_Requirement_:
Your response should reproduce every line of the entries that contains the word "outline".

_Source information_:
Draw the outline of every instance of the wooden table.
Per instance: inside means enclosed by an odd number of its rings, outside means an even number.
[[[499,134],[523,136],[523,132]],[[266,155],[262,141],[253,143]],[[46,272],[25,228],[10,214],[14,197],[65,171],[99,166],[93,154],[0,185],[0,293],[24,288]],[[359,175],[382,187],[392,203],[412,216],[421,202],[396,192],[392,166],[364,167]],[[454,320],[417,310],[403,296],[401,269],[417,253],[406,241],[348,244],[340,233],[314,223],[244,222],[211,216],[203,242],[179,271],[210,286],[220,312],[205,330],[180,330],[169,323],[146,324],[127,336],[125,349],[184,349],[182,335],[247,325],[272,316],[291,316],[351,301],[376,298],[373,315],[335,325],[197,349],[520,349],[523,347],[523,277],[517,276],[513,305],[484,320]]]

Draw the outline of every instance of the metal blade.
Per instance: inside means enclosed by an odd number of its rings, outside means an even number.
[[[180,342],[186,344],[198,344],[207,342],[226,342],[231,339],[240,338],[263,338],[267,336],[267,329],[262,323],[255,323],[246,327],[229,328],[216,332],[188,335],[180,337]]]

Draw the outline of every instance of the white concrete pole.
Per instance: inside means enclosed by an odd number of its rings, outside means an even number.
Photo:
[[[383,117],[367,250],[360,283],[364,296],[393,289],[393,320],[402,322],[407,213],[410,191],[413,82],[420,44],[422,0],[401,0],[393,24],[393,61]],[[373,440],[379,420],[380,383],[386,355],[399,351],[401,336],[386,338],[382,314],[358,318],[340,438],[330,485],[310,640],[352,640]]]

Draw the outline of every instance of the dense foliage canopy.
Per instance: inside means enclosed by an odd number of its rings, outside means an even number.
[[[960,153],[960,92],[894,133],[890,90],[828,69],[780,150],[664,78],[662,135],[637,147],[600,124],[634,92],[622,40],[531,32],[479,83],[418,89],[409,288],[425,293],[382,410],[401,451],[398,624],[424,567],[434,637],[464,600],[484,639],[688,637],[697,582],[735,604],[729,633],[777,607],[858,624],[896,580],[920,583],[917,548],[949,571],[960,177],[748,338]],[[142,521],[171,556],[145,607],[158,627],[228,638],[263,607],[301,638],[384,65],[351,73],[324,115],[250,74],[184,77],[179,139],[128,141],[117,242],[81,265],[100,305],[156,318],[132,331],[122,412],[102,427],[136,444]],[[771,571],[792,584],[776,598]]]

_Answer box_:
Draw the outline of every instance of the wooden table.
Draw the outline of every instance of the metal blade.
Draw the outline of every instance of the white concrete pole.
Draw the outline of every instance of the dense foliage canopy.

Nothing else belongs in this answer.